[[ Data records, beginning ]]

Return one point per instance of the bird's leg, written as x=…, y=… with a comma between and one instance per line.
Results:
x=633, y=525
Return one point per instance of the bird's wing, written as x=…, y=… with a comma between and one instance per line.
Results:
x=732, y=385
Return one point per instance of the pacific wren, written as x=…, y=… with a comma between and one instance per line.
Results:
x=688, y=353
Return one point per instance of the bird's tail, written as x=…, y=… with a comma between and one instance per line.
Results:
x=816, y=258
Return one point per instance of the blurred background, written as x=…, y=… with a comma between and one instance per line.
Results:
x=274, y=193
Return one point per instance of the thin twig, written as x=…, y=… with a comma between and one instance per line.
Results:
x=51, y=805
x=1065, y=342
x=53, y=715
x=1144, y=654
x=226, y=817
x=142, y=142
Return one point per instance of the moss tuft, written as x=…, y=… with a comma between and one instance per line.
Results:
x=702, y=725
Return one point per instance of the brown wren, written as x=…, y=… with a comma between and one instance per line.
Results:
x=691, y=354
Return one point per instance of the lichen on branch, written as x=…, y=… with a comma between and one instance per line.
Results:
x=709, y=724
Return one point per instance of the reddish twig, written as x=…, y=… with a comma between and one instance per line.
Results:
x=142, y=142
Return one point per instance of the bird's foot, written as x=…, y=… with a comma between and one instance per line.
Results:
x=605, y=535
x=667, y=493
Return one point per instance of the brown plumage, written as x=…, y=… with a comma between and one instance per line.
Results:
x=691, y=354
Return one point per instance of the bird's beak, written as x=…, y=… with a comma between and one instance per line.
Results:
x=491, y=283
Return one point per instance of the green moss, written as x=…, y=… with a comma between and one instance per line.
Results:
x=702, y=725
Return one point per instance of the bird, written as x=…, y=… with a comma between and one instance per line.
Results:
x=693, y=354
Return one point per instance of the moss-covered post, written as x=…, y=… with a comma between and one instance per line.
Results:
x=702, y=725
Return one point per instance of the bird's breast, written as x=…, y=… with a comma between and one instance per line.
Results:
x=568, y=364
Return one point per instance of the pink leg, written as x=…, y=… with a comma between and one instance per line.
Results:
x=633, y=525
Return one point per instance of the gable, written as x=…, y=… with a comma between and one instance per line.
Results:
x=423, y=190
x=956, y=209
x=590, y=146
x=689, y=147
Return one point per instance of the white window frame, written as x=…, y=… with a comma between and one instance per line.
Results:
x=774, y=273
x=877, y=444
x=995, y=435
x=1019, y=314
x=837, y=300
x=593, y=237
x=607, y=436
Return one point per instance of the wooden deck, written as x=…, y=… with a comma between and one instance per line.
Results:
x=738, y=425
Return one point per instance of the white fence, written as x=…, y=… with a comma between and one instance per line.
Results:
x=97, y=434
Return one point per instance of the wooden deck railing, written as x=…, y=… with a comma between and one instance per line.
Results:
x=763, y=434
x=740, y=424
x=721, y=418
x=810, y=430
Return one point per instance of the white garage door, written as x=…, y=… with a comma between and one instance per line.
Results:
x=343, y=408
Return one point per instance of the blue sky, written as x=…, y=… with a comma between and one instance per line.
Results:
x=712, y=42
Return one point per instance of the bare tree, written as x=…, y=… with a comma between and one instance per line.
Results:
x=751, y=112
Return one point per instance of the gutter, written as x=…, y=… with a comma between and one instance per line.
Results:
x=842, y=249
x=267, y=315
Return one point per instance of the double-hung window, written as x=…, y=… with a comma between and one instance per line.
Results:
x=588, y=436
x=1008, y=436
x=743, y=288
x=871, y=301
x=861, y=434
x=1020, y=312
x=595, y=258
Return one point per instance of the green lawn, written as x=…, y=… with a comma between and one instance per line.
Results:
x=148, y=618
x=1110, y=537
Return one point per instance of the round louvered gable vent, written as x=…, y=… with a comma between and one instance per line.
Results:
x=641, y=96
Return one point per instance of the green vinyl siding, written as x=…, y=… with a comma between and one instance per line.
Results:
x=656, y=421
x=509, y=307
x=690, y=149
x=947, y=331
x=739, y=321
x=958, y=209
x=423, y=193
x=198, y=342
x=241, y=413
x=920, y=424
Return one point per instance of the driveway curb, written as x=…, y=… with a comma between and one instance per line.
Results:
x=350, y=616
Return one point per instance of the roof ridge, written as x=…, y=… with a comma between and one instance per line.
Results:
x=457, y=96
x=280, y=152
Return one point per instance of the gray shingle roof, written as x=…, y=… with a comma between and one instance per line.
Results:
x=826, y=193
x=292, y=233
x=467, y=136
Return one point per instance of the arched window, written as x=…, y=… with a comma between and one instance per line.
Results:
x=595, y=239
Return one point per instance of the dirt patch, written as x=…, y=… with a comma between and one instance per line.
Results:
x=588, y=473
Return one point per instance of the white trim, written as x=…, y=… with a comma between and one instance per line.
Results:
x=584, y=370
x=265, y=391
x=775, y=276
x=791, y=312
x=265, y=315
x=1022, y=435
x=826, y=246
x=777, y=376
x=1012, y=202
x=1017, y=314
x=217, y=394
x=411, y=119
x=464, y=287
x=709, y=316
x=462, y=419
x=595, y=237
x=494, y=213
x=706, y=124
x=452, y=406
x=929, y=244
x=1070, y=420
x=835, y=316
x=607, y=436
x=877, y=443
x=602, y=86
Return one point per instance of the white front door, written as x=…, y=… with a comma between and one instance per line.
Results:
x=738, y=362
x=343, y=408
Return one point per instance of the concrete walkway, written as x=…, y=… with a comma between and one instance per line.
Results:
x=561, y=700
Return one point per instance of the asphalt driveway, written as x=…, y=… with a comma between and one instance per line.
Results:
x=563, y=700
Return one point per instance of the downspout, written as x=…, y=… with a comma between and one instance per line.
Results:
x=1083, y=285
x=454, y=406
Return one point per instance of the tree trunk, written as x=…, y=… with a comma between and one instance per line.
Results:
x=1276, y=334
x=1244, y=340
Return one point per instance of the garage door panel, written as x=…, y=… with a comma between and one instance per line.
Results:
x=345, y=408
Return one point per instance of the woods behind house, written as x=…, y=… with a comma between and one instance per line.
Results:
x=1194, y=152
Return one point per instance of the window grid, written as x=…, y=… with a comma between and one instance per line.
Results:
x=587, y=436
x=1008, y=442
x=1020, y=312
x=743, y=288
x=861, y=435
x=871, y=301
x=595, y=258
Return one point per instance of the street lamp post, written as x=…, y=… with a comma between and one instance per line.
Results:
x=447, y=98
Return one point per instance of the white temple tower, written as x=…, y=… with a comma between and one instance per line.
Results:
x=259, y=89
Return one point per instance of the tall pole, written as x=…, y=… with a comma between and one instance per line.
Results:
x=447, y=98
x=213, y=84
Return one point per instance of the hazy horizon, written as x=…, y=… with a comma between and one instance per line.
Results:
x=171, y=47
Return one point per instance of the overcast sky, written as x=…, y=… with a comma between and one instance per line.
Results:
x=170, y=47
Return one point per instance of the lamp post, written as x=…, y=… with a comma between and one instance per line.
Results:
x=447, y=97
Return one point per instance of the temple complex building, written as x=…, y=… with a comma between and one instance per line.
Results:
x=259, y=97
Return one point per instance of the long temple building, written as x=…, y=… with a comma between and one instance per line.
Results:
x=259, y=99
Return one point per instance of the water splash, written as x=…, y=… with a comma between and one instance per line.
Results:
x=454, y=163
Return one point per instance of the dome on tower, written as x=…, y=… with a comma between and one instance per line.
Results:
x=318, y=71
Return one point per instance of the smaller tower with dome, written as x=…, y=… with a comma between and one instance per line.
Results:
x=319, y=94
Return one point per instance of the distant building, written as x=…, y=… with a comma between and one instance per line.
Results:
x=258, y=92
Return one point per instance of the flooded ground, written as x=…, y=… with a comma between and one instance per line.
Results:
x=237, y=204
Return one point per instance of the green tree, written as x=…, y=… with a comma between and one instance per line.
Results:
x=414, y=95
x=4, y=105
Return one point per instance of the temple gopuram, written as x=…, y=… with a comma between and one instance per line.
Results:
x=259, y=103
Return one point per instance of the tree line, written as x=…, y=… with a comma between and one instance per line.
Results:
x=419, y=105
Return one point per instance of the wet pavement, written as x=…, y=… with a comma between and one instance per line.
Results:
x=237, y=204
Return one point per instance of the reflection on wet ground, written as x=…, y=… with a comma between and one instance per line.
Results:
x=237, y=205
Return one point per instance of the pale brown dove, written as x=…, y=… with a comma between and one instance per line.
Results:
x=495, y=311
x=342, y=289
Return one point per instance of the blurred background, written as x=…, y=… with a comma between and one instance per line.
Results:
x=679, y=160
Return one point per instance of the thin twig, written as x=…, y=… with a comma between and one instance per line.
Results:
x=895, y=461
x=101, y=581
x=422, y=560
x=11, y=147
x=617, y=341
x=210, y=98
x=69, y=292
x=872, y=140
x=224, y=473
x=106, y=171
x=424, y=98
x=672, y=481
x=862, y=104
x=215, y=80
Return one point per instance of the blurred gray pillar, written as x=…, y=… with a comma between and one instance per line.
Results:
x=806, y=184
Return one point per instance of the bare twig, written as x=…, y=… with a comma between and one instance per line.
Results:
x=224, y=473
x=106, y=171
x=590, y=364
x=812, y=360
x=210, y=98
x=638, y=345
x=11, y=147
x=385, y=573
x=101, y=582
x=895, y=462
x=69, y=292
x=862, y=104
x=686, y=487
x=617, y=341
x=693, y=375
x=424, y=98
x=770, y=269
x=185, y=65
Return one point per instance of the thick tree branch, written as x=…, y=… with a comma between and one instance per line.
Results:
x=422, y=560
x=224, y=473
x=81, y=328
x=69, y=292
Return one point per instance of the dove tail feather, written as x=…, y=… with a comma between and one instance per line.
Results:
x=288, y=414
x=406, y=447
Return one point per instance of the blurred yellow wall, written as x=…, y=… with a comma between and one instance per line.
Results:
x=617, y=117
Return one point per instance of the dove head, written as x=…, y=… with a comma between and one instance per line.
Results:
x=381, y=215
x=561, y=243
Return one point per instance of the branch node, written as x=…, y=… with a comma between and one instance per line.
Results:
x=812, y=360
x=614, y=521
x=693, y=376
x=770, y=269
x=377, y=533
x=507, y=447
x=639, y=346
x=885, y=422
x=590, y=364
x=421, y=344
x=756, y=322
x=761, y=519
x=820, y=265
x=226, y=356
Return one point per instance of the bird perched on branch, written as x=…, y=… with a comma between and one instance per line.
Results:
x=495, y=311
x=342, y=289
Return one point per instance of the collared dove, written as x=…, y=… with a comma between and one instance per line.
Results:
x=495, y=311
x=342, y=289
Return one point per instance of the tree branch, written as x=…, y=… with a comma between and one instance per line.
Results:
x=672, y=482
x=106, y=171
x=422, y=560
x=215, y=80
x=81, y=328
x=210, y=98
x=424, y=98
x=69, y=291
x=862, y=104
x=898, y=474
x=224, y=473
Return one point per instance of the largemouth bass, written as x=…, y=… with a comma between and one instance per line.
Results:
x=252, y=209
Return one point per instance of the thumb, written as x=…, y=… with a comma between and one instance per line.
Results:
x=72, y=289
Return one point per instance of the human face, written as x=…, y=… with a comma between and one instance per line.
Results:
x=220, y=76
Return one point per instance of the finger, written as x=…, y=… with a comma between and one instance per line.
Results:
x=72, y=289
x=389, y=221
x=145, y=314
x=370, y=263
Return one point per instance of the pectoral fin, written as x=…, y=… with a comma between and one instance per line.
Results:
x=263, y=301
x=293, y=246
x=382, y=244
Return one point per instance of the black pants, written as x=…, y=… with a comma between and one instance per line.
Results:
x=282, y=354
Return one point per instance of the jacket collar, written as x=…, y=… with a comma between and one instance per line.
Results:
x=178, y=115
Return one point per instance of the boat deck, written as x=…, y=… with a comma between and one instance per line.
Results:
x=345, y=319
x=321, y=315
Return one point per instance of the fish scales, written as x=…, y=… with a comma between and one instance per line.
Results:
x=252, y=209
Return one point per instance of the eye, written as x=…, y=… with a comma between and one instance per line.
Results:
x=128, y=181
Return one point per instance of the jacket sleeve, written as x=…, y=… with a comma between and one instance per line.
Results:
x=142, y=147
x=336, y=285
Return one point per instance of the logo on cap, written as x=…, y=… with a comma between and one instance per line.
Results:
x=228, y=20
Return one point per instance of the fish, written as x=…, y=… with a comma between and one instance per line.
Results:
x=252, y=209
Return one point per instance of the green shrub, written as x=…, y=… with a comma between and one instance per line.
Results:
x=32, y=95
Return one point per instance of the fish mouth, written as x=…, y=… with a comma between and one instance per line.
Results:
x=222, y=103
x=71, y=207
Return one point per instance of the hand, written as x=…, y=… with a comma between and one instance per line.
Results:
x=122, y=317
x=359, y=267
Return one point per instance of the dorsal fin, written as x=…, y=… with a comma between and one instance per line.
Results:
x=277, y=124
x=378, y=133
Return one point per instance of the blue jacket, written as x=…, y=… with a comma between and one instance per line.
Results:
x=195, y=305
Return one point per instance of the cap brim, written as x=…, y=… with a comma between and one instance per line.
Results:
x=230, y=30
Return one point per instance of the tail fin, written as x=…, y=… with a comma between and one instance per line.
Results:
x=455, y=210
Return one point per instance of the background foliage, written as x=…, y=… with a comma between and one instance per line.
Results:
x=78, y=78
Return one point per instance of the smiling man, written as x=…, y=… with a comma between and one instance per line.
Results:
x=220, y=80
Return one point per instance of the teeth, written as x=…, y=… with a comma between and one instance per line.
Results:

[[ Data records, end ]]

:: Exercise ::
Which lines hold the word "gray"? Copy each of them from the records.

:: Written answer ::
Return one point per instance of the gray shingle roof, written as x=…, y=… with a comma between and one instance per line.
Return one point per instance of the blurred gray pillar, written as x=…, y=… with a comma between and one instance per line.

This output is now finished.